▶ _Set exercise_: Which lines in the records contain the word "white"? Gather every one of them, and count a match only when the capitalization is the same.

================

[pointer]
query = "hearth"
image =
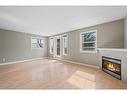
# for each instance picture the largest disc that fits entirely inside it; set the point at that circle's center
(112, 66)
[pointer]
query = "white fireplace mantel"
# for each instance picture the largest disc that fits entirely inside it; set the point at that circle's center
(117, 54)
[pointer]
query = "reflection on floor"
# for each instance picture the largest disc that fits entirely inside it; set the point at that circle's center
(54, 74)
(82, 80)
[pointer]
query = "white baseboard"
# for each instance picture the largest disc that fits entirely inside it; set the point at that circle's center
(79, 63)
(21, 61)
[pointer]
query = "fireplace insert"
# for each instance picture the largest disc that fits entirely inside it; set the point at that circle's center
(112, 66)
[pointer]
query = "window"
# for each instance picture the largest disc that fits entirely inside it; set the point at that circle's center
(51, 45)
(37, 43)
(88, 41)
(65, 44)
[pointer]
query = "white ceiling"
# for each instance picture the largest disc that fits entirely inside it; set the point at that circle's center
(47, 20)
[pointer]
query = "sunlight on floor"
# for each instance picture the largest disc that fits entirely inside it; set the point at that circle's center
(82, 79)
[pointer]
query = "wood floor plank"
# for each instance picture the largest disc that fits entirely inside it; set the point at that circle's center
(54, 74)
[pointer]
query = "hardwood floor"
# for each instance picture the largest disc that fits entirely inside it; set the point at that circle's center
(54, 74)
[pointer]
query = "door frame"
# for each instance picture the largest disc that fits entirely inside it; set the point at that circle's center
(55, 47)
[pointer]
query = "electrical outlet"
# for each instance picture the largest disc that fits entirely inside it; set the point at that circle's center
(4, 59)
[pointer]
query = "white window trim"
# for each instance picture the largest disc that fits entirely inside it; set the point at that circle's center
(50, 46)
(37, 38)
(63, 44)
(86, 51)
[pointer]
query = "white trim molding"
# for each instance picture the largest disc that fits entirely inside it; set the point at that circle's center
(21, 61)
(97, 67)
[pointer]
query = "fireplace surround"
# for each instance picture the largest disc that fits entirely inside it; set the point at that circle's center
(112, 66)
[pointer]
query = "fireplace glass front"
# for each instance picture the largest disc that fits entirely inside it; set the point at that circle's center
(112, 66)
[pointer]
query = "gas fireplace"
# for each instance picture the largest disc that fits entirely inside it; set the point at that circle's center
(112, 66)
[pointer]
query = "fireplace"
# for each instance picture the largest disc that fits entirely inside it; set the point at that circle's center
(112, 66)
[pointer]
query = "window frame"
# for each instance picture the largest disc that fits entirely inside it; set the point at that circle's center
(35, 43)
(50, 45)
(63, 44)
(88, 51)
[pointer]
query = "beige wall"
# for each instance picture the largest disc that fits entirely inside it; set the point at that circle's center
(16, 46)
(125, 33)
(109, 35)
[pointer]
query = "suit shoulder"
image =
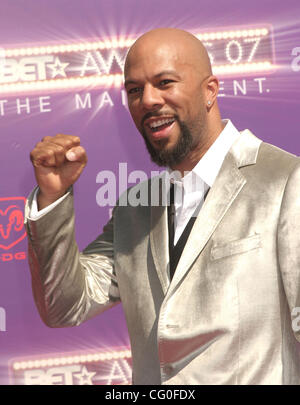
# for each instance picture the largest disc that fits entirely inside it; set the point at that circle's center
(275, 158)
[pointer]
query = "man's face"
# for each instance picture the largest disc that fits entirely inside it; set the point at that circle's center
(165, 99)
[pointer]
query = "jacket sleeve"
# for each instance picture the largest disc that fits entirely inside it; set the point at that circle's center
(69, 287)
(288, 238)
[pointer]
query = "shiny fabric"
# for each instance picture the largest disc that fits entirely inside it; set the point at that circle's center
(225, 318)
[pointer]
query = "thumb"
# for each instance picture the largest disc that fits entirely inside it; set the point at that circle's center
(76, 154)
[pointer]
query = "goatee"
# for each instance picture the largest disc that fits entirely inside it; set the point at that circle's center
(174, 156)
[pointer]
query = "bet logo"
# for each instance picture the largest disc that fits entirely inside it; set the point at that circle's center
(12, 229)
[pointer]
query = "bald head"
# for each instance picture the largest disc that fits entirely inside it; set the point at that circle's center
(172, 96)
(183, 45)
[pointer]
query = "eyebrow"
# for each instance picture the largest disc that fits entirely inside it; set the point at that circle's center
(164, 72)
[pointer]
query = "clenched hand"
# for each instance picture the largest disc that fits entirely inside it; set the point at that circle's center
(58, 162)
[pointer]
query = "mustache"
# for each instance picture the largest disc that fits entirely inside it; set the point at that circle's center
(156, 114)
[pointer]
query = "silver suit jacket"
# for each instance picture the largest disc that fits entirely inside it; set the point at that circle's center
(225, 318)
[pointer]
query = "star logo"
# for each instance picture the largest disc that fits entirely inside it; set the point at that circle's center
(58, 68)
(85, 378)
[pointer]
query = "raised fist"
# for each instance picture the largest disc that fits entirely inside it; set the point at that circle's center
(58, 162)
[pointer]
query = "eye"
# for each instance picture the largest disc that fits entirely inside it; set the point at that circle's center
(133, 90)
(165, 82)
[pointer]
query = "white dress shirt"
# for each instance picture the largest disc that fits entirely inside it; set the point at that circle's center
(190, 190)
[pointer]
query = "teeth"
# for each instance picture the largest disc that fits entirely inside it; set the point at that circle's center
(158, 123)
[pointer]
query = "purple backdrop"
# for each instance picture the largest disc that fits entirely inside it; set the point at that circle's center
(266, 102)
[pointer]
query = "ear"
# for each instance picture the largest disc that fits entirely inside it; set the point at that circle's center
(211, 90)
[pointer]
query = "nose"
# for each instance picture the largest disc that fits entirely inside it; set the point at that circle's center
(151, 98)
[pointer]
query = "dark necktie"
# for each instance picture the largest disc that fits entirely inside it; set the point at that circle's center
(175, 251)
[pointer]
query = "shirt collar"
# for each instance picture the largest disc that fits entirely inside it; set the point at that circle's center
(209, 165)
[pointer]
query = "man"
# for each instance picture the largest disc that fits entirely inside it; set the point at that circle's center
(205, 303)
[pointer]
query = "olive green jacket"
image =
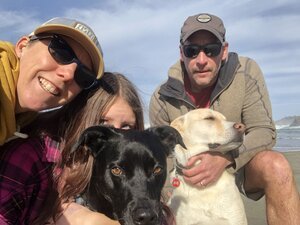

================

▶ _Output of the exercise_:
query = "white fireplace mantel"
query = "white baseboard"
query = "white ceiling"
query = "white window trim"
query = "white trim molding"
query = "white dress shirt"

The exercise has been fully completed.